* **TASK BRIEF**
The lines to return run from the start of the material below through the line holding "Target: pile of sunflower seeds", both included; please give them back exactly, minus the pictures.

* **DATA EXTRACTS**
• • •

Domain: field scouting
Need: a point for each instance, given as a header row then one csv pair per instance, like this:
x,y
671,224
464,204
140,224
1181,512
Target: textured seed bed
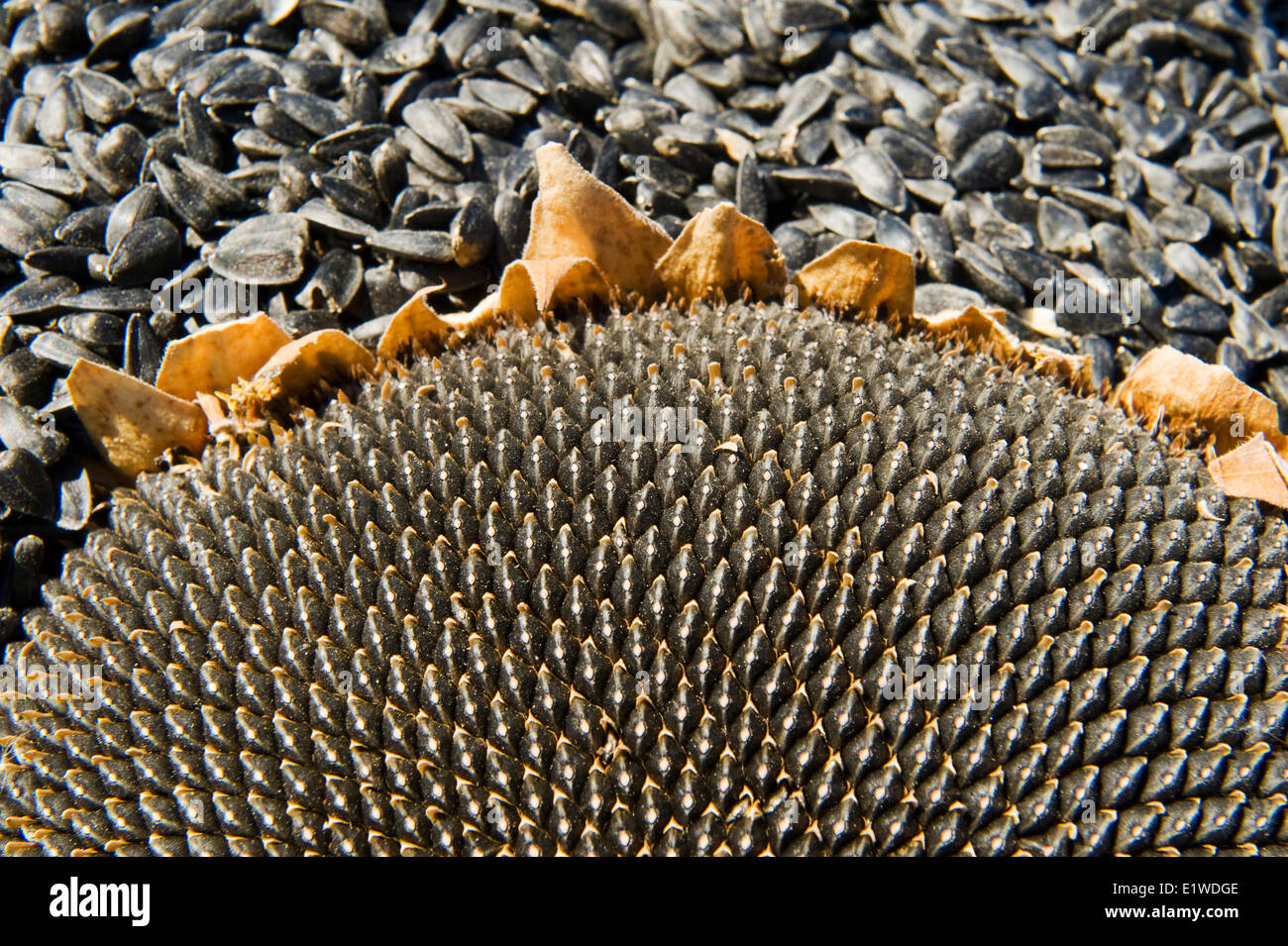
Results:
x,y
455,615
342,155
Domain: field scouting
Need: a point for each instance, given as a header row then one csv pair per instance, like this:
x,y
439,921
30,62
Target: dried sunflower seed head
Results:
x,y
742,580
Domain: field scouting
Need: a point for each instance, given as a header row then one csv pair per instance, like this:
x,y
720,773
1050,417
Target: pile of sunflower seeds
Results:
x,y
1112,174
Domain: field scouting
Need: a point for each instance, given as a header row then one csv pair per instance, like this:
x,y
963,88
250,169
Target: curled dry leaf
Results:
x,y
1190,391
516,297
416,323
721,250
1253,470
987,326
861,277
578,216
566,279
215,357
132,422
296,369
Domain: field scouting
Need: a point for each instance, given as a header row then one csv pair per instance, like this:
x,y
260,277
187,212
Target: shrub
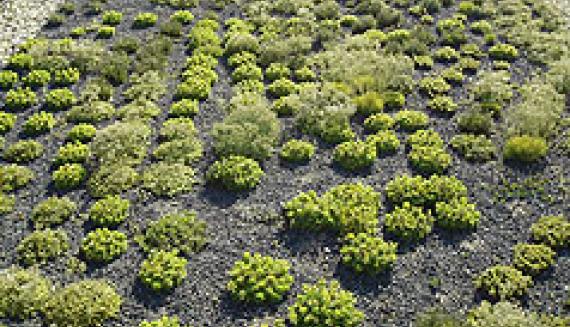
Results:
x,y
182,232
84,303
457,214
109,211
355,155
104,245
325,303
235,173
553,231
368,254
297,151
20,98
344,208
526,149
410,120
144,20
409,222
24,292
385,142
13,177
39,123
41,246
23,151
81,133
162,270
503,282
259,279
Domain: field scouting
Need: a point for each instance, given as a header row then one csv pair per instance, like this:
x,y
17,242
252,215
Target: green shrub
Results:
x,y
24,292
23,151
69,176
41,246
503,282
39,123
297,151
525,149
259,279
104,245
162,270
411,120
457,214
13,177
553,231
325,303
81,133
182,232
409,222
344,208
84,303
20,98
368,254
235,173
355,155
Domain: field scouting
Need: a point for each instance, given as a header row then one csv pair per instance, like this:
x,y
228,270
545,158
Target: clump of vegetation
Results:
x,y
366,253
259,279
235,173
324,303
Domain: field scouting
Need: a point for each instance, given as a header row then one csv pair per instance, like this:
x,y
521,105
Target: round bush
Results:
x,y
182,232
525,149
41,246
324,304
235,173
104,245
69,176
457,214
366,253
503,282
259,279
24,292
162,270
109,211
355,155
53,211
84,303
533,258
409,222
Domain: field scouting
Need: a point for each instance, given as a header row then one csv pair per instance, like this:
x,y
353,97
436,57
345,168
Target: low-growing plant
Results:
x,y
162,270
259,279
40,246
503,282
104,245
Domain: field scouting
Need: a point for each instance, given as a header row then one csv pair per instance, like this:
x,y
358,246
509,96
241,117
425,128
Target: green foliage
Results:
x,y
355,155
457,214
84,303
41,246
344,208
368,254
409,222
163,270
235,173
182,232
553,231
325,303
23,151
104,245
13,177
525,149
503,282
259,279
297,151
23,292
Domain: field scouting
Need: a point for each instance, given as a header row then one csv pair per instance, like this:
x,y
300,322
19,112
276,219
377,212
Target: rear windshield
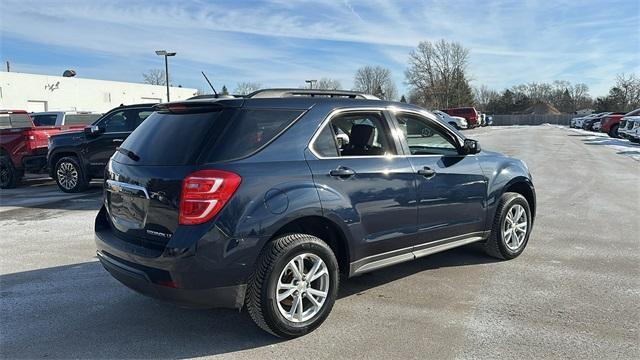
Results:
x,y
44,120
180,139
80,119
15,121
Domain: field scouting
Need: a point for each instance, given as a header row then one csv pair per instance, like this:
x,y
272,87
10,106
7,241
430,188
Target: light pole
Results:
x,y
166,54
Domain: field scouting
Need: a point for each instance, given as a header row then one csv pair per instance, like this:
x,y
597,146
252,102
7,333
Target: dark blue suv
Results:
x,y
264,201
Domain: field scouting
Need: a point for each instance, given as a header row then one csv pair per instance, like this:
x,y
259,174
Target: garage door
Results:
x,y
36,106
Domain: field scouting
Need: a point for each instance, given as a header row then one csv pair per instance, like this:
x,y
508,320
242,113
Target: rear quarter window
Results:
x,y
247,131
80,119
212,136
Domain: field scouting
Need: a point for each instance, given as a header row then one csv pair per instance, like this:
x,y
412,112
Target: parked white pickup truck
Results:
x,y
60,118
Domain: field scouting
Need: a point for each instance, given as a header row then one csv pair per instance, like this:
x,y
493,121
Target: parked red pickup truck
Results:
x,y
23,146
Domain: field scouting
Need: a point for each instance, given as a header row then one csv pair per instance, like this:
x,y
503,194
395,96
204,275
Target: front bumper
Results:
x,y
36,161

• • •

* **FINAL ANSWER**
Domain: field scouting
Need: a point for each instance, given as a header row then one csv pair per instance, like this:
x,y
671,224
464,204
140,224
1181,512
Target: textured seed bed
Results:
x,y
455,615
342,155
Domain: field scouting
Need: a point for each instance, given as a header row then one csv pair per instance, like this:
x,y
439,921
30,62
Target: dried sunflower seed head
Results:
x,y
742,580
Domain: field scouting
Need: a point for each instance, given as a header row then one csv pair per instance, like this:
x,y
720,773
1050,417
Target: pile of sunflower seeds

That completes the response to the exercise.